**Teks Sumber**
* * * * * * * * *

Jaringan yang mendapat radiasi dengan dosis besar, mungkin tidak dapat menyembuh dengan sendirinya dan tindakan operatif dapat menyebabkan komplikasi, seperti kebocoran yang menyambung (anastomotic leak), abses dan perluasan fistula.

Pendekatan transanal, banyak dipilih oleh sebagian besar ahli bedah, sedangkan ahli kandungan lebih memilih pendekatan transvaginal. Keuntungan pendekatan ini adalah adanya akses langsung untuk memperbaiki fistula. Paparannya juga lebih sedikit dibanding pendekatan secara vaginal. Prosedur yang sering dilakukan adalah dengan pembentukan flap. Pasien ditempatkan dengan posisi prone jackknife.

Sebelum operasi dilakukan proktoskopi untuk mengirigasi rektum bagian bawah dan menghilangkan sisa-sisa dari preparasi kolon sebelumnya. Kemudian ditempatkan retraktor ke dalam rektum untuk menampakkan fistula, sementara perineum dan vagina dibersihkan dengan antiseptik. Untuk lebih menampakkan rektum dapat juga dilakukan 4 jahitan pada batas anus yang dikaitkan pada kulit perianal. Insisi curvelinier dibuat mulai dari dentate line sampai kira-kira ½-⅓ melingkari daerah anal kanal. Mukosa daerah ini diinfiltrasi dengan larutan epinefrin untuk membantu menjaga hemostasis akibat diseksi. Diseksi dapat dilakukan dengan elektrokauter. Flap harus terdiri dari mukosa, submuka dan muskulus sirkuler. Flap yang diangkat berukuran 4-5 cm dengan dasarnya paling tidak 2x lebar apeknya. Diseksi dilakukan pada cephalad direction sampai flap dapat dengan mudah menutupi fistula tanpa tekanan. Jika fistula telah tertutupi oleh flap, bagian distal flap yang terdiri dari bagian fistula itu sendiri, dieksisi. Diseksi fistula diperdalam sampai septum rektovaginal, jaringan dijepit dengan Allis klem untuk membantu membuka daerah yang akan diseksi sampai daerah luka. Jika diseksi telah sampai ke dinding vagina, m.spingter internus dimobilisasi dari posisi lateral dan didekatkan sampai menutup vagina. Kemudian flap dijahit diatas muskulus ini, dengan jahitan interrupted, benang monofilament 3-0 yang bersifat absorben.

Prosedur transanal flap ini sangat baik untuk pasien dengan fistula yang tidak terjadi inkontinensia fekal atau gangguan pada muskulus spingter.

* * * * * * * * *

**Daftar Tugas**
A – Tulis ulang bagian teks tentang perbaikan fistula yang dimulai pada kata-kata berisi "Jaringan yang mendapat" dan berhenti setelah "posisi prone jackknife.", dengan "ahli bedah" diganti menjadi "dokter bedah".
B – Dapatkah paragraf yang diawali "Pendekatan transanal, banyak dipilih" dalam teks tentang perbaikan fistula diringkas menjadi daftar poin yang tetap memuat fakta utamanya?
Kerjakan hanya dengan berpegang pada teks tentang perbaikan fistula.

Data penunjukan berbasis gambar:
* * * * * * * * *

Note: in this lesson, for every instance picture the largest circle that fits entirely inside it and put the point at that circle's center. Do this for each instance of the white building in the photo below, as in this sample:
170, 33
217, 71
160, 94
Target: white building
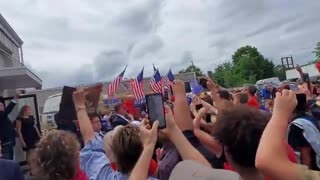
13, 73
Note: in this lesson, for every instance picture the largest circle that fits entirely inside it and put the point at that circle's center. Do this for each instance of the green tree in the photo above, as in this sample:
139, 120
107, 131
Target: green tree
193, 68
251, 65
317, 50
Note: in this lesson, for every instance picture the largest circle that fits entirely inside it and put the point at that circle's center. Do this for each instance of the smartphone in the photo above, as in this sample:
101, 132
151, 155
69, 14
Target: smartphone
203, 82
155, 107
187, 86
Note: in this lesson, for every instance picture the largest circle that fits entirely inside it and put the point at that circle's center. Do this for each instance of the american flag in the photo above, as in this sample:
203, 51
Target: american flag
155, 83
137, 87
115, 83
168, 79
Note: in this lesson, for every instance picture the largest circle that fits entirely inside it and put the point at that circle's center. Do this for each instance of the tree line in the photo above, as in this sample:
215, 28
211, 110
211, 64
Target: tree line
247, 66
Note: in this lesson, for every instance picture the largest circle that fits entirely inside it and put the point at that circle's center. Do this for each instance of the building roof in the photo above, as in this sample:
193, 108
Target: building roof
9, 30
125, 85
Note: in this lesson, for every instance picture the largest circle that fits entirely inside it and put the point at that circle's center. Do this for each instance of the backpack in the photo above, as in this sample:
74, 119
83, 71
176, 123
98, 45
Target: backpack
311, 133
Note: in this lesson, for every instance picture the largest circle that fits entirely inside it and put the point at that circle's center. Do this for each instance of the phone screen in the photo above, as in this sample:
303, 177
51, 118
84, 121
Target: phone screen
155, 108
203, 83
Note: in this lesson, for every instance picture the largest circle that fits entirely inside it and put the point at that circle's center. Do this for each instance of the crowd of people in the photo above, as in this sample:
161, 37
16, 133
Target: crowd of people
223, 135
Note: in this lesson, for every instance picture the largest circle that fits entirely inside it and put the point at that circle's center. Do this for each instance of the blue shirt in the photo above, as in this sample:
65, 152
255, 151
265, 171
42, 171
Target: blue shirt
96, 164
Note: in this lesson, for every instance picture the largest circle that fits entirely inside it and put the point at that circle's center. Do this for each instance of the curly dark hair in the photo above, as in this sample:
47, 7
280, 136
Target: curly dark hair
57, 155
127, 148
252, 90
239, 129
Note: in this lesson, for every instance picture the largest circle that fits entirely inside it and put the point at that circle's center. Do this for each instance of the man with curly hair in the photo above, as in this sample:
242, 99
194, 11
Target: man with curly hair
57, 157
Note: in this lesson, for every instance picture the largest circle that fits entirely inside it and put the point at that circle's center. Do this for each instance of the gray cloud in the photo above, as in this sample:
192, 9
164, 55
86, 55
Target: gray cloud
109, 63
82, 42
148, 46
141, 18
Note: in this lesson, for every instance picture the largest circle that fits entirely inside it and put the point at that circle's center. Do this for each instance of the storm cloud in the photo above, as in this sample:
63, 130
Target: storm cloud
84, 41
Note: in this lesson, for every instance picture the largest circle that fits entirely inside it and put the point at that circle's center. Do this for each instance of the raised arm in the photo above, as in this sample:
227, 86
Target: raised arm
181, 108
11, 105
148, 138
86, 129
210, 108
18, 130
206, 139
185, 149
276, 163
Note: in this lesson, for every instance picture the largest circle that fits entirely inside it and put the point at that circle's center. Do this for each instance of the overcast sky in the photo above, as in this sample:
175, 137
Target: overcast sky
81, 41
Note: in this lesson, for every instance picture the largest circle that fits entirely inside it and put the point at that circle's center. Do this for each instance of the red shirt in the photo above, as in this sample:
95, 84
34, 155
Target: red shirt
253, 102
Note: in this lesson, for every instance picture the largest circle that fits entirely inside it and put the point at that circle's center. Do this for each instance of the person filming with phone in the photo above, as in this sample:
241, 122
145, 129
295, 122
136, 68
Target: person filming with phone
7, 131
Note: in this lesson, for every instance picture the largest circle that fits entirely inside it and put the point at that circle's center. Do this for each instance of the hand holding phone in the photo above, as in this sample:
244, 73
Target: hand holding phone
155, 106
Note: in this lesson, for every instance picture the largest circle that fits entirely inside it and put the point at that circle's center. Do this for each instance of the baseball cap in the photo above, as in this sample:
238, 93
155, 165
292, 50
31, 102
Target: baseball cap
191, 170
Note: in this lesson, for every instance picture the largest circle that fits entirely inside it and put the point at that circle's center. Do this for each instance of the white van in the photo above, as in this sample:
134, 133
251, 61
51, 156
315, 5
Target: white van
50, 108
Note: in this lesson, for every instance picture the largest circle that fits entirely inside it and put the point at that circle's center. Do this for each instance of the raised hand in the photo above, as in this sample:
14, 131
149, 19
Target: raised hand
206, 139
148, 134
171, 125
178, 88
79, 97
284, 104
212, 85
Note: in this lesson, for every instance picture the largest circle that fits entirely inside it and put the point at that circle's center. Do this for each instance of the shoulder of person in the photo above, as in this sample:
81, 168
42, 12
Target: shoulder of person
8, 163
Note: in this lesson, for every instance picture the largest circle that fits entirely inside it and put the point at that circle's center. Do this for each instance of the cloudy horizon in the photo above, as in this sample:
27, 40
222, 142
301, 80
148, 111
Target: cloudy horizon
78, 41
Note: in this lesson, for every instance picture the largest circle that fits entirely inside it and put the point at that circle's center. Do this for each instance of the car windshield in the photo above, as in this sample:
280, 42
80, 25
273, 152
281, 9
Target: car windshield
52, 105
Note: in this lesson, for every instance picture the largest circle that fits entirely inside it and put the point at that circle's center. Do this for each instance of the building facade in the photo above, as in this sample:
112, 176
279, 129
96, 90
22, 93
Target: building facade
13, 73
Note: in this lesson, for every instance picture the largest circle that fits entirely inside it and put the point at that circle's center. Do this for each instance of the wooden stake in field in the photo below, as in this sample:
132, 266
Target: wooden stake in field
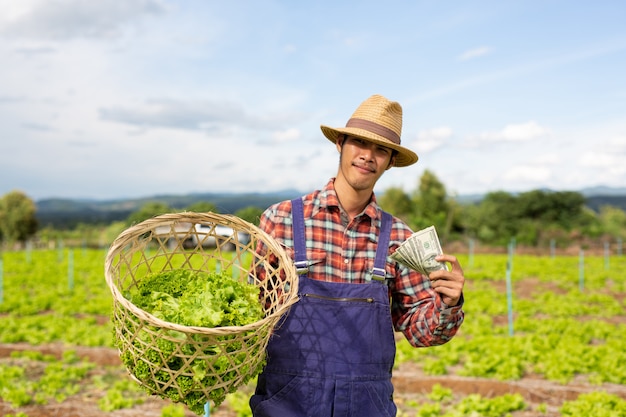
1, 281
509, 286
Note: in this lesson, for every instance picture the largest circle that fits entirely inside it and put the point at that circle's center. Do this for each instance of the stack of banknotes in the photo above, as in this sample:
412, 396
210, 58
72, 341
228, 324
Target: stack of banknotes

* * * * * * * * *

**Jawaban per Tugas**
A –
Jaringan yang mendapat radiasi dengan dosis besar, mungkin tidak dapat menyembuh dengan sendirinya dan tindakan operatif dapat menyebabkan komplikasi, seperti kebocoran yang menyambung (anastomotic leak), abses dan perluasan fistula.

Pendekatan transanal, banyak dipilih oleh sebagian besar dokter bedah, sedangkan ahli kandungan lebih memilih pendekatan transvaginal. Keuntungan pendekatan ini adalah adanya akses langsung untuk memperbaiki fistula. Paparannya juga lebih sedikit dibanding pendekatan secara vaginal. Prosedur yang sering dilakukan adalah dengan pembentukan flap. Pasien ditempatkan dengan posisi prone jackknife.

B –
- Sebagian besar ahli bedah memilih pendekatan transanal, sedangkan ahli kandungan lebih memilih pendekatan transvaginal.
- Keuntungan pendekatan transanal: ada akses langsung untuk memperbaiki fistula.
- Paparannya lebih sedikit dibanding pendekatan secara vaginal.
- Prosedur yang sering dilakukan adalah pembentukan flap.
- Pasien ditempatkan dalam posisi prone jackknife.